## Set task A
Answer these questions from the text about Paradox, one answer per line:
(i) In which programming language is Paradox primarily written?
(ii) Up to which version was Paradox developed?
(iii) In which years was Paradox a division winner in the CADE ATP System Competition?

## Text
────────

| Developer(s) |
|
|---|---|
| Written in | Haskell |
| Type | Automated theorem proving |
| License | GNU General Public License |
Paradox is a finite-domain model finder for pure first-order logic (FOL) with equality developed by Koen Lindström Claessen and Niklas Sörensson at the Chalmers University of Technology. [1] [2] It can a participate as part of an automated theorem proving system. [2] The software is primarily written in the Haskell programming language. [3] It is released under the terms of the GNU General Public License and is free. [4]
Features
The Paradox developers described the software as a Mace-style method after the McCune's tool of that name. [5] [6] The Paradox introduced new techniques which help to reduce the computational complexity of the model search problem: [5]
- term definitions, new variable reduction technique,
- incremental satisfiability checker which works with small domains first, then gradually increases the size of the domain, reusing the information it obtained from previous failed searches,
- static symmetry reduction which adds extra constraints,
- sort inference which works with unsorted problems.
Paradox was developed up to version 4, the final version being effective in model finding for Web Ontology Language OWL2. [7]
Competition
Paradox was a division winner in the annual CADE ATP System Competition, an annual contest for automated theorem proving, in the years 2003 to 2012. [8]
References
- ^ "Paradox". Chalmers University of Technology. Archived from the original on 8 January 2007. Retrieved 26 May 2007.
- ^ a b Pudlák, Petr (17 July 2007). "Semantic Selection of Premisses for Automated Theorem Proving" (PDF). In Urban, J.; Sutcliffe, G.; Schulz, S. (eds.). Proceedings of the CADE-21 Workshop on Empirically Successful Automated Reasoning in Large Theories. The 21st International Conference on Automated Deduction. CEUR Workshop Proceedings. Vol. 257. Bremen. pp. 27–44. ISSN 1613-0073. S2CID 16318678. Archived from the original (PDF) on 7 November 2018. Retrieved 7 November 2011.

────────

Records from a collection

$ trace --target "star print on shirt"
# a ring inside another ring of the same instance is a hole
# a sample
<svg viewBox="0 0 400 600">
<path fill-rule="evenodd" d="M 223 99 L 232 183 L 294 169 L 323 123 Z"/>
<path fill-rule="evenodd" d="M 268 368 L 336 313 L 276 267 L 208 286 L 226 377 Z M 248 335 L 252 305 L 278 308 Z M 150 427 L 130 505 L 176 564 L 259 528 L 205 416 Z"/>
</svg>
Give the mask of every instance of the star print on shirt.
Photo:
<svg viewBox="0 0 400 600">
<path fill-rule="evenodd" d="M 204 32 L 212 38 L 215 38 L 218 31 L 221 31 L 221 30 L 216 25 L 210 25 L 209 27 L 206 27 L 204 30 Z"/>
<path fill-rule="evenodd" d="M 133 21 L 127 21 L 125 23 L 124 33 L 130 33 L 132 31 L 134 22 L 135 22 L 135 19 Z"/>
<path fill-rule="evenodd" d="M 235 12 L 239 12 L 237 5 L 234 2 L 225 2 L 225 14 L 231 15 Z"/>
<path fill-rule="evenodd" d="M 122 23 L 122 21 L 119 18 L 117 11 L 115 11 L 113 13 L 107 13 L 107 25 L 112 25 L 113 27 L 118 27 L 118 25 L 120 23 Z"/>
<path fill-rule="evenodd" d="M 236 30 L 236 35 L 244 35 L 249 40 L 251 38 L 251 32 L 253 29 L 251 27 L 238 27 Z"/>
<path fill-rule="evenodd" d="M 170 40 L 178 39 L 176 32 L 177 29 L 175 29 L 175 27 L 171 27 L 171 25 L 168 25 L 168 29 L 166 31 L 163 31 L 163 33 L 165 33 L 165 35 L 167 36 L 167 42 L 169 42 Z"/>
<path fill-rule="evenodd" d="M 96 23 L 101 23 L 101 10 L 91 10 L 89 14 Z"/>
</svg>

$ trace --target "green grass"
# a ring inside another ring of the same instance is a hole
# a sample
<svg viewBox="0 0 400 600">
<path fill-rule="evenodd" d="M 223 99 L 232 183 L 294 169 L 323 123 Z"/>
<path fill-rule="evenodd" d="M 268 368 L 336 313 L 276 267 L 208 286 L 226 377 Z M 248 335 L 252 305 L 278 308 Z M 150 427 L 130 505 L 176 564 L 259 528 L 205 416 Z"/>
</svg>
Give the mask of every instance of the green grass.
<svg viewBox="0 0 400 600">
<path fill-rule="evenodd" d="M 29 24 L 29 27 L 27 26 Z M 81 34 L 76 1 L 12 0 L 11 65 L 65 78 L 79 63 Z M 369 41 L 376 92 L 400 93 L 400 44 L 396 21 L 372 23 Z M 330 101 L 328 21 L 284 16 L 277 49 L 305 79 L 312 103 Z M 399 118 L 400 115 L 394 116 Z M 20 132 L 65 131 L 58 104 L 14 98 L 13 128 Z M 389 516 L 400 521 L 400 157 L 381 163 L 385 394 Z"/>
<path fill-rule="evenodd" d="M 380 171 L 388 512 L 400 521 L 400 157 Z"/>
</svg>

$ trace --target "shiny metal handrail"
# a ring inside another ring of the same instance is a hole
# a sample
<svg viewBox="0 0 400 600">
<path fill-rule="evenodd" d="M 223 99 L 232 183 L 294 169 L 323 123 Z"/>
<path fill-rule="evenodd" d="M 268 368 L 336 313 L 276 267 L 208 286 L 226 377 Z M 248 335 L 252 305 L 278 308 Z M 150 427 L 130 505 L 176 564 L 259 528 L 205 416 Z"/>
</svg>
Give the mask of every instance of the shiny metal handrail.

────────

## Set task B
Set out the lines of the records as a numbered list, from the first line of the records to the line with "204 32 L 212", leaving out blank lines.

## Worked solution A
(i) Haskell
(ii) Version 4
(iii) 2003 to 2012

## Worked solution B
1. $ trace --target "star print on shirt"
2. # a ring inside another ring of the same instance is a hole
3. # a sample
4. <svg viewBox="0 0 400 600">
5. <path fill-rule="evenodd" d="M 223 99 L 232 183 L 294 169 L 323 123 Z"/>
6. <path fill-rule="evenodd" d="M 268 368 L 336 313 L 276 267 L 208 286 L 226 377 Z M 248 335 L 252 305 L 278 308 Z M 150 427 L 130 505 L 176 564 L 259 528 L 205 416 Z"/>
7. </svg>
8. Give the mask of every instance of the star print on shirt.
9. Photo:
10. <svg viewBox="0 0 400 600">
11. <path fill-rule="evenodd" d="M 204 32 L 212 38 L 215 38 L 218 31 L 221 31 L 221 30 L 216 25 L 210 25 L 209 27 L 206 27 L 204 30 Z"/>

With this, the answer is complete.